What is required
Report every line of the entries that contains the word "dark".
[[ Supplied data, beginning ]]
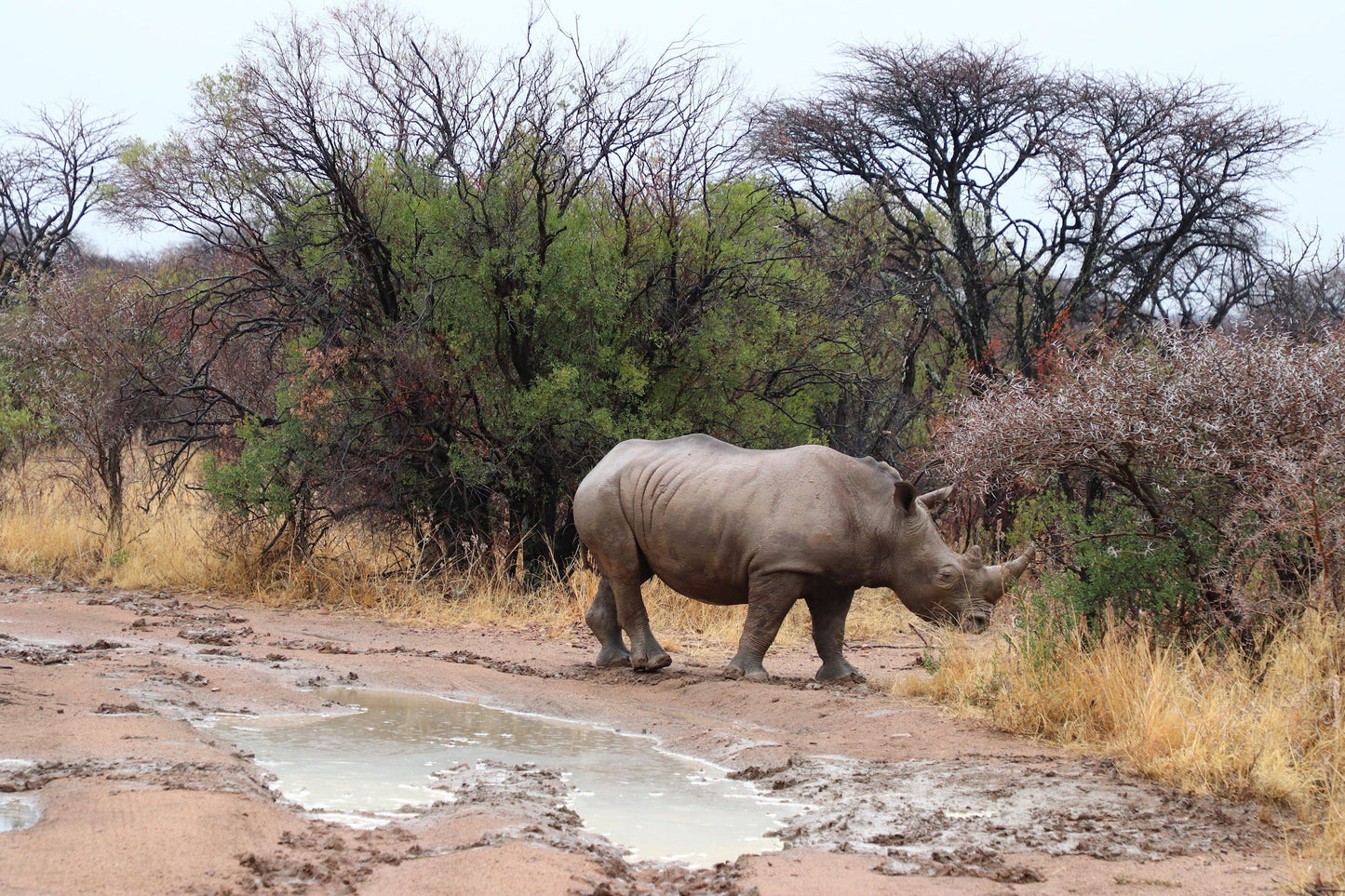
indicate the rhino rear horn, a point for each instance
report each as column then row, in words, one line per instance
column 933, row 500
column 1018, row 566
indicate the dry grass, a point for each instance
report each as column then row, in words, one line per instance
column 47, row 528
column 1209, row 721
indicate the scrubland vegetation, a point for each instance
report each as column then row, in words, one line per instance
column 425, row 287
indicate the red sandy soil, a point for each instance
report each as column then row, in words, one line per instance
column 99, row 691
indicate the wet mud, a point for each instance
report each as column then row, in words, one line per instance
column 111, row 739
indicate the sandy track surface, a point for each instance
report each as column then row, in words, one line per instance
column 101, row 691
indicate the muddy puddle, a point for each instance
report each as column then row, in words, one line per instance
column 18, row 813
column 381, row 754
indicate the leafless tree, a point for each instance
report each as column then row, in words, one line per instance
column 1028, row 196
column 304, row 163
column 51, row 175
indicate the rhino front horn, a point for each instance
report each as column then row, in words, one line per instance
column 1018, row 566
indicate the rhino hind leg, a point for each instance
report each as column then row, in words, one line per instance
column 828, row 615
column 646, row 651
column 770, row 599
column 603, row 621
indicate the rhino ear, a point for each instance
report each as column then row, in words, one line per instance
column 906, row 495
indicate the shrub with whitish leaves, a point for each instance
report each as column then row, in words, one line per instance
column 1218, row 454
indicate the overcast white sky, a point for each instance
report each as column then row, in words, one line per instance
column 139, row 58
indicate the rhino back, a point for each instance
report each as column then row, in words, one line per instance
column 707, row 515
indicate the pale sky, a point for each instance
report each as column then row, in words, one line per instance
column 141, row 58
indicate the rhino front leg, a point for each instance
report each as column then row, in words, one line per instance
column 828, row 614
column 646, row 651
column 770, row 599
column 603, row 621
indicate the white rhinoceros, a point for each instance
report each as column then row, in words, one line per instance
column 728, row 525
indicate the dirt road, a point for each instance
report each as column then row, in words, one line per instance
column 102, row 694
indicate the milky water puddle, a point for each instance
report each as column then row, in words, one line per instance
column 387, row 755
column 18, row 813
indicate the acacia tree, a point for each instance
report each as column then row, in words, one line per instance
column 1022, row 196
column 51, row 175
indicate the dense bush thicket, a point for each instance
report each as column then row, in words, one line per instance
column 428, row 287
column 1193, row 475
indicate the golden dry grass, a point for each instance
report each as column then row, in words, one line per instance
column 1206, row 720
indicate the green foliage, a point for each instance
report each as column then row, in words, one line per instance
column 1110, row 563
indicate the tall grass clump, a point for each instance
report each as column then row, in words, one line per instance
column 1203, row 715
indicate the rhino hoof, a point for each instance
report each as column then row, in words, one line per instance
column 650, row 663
[[ Supplied data, end ]]
[[ Supplied data, beginning ]]
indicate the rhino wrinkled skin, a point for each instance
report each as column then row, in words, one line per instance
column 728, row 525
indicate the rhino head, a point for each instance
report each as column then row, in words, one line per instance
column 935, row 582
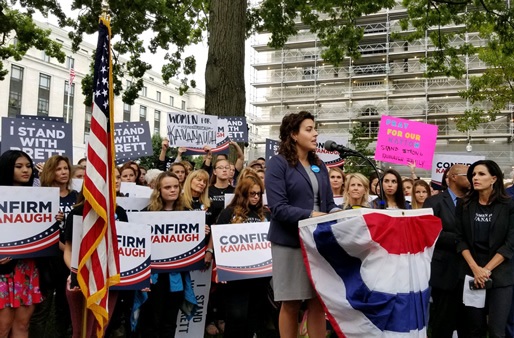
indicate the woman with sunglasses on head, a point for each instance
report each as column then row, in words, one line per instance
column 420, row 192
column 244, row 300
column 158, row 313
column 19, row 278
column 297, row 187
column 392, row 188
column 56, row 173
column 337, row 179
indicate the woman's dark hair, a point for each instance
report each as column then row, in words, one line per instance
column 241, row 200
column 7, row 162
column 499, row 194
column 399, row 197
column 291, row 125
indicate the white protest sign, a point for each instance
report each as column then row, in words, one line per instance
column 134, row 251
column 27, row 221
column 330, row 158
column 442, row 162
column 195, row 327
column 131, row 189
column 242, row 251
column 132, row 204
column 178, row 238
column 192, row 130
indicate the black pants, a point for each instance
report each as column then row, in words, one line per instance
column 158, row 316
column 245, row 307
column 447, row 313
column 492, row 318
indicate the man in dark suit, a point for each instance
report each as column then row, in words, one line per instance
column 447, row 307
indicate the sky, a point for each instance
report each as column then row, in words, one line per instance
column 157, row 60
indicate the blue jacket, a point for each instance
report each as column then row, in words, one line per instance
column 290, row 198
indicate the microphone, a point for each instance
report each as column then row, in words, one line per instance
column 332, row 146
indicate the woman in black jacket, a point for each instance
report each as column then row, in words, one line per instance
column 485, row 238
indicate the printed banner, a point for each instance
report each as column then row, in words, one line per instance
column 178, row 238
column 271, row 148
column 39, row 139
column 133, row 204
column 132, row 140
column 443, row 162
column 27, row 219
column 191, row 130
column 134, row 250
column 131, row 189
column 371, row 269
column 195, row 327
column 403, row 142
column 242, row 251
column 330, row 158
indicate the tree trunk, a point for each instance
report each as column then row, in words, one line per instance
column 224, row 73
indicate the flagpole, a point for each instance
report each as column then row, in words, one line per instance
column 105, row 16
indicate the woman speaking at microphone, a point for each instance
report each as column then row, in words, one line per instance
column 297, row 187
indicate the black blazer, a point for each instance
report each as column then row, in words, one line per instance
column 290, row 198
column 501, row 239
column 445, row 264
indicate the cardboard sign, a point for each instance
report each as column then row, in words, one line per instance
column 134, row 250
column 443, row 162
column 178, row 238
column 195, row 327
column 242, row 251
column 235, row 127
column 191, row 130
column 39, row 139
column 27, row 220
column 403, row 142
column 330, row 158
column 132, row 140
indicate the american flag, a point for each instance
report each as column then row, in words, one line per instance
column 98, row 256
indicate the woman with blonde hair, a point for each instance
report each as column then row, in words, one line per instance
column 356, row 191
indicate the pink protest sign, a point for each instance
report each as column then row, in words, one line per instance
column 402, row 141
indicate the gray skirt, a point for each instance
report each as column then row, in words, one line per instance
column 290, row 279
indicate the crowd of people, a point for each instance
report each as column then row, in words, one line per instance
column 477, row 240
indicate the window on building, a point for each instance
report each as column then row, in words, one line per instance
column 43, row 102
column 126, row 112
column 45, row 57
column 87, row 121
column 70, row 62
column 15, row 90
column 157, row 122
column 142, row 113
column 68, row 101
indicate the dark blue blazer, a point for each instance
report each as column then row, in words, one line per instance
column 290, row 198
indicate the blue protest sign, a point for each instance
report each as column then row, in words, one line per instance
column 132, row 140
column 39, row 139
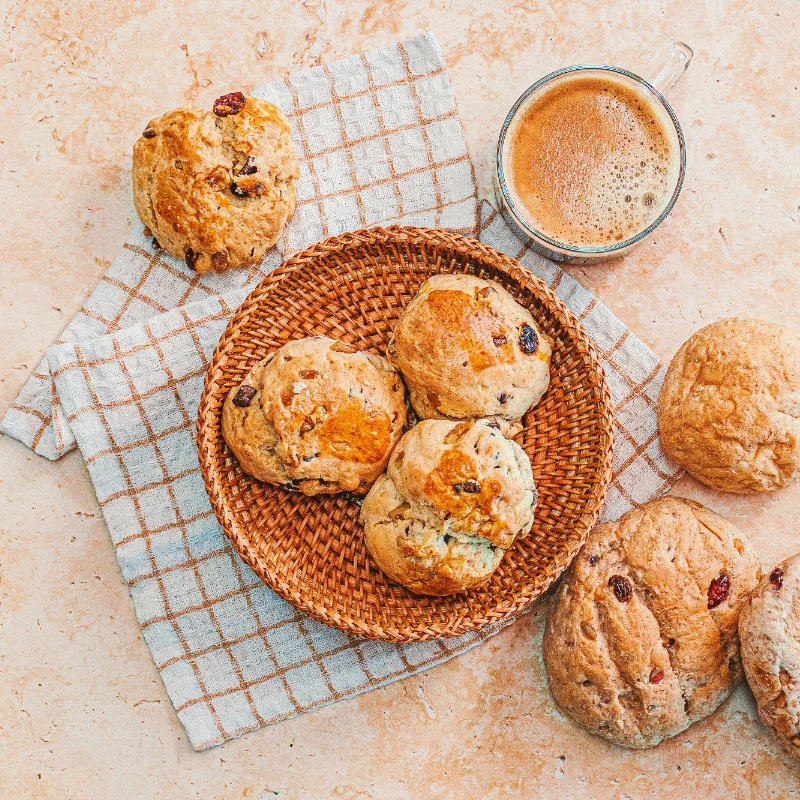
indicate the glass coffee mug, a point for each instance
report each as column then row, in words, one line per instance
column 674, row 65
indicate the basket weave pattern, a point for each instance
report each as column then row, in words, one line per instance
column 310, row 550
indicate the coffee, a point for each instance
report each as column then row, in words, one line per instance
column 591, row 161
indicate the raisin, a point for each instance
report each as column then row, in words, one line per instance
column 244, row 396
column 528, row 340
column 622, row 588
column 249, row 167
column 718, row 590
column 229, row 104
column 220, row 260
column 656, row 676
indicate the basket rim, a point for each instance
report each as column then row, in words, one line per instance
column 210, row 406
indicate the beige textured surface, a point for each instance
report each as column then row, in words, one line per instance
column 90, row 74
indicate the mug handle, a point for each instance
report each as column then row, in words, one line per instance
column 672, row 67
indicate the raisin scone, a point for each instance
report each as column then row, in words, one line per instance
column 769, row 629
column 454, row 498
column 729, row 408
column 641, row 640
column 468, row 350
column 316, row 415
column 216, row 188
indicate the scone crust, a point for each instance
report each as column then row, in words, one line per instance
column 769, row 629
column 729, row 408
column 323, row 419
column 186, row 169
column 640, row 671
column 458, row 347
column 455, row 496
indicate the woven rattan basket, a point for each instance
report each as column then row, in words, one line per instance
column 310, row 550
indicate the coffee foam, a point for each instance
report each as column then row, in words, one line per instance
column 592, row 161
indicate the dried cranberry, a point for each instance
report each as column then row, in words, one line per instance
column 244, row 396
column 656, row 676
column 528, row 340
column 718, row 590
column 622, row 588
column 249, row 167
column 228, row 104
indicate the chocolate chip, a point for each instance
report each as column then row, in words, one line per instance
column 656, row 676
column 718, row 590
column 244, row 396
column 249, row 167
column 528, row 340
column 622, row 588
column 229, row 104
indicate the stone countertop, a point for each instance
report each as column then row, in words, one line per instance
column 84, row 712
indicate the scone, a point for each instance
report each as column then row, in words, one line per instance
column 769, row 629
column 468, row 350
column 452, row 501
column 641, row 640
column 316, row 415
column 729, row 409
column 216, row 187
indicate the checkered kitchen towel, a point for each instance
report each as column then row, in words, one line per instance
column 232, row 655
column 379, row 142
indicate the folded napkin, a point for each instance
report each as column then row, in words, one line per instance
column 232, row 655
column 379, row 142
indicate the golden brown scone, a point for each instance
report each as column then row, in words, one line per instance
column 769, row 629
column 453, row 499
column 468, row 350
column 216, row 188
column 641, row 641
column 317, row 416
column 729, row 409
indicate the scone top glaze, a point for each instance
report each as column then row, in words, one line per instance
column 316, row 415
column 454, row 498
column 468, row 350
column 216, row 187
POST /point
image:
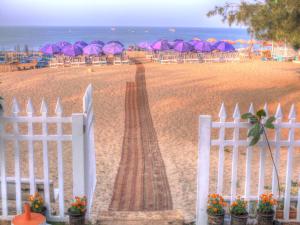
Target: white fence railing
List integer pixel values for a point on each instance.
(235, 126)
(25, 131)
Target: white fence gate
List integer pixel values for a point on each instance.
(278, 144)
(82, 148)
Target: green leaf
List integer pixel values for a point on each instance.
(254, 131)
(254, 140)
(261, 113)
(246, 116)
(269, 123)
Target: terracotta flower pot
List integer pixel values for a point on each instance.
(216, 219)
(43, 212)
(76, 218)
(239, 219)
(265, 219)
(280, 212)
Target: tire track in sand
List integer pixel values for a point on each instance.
[[ Supplied data, end ]]
Reply to the task
indicate the woman's dark hair, a point for each instance
indicate the man in dark suit, a point for each instance
indicate the dark blue blazer, a point for each instance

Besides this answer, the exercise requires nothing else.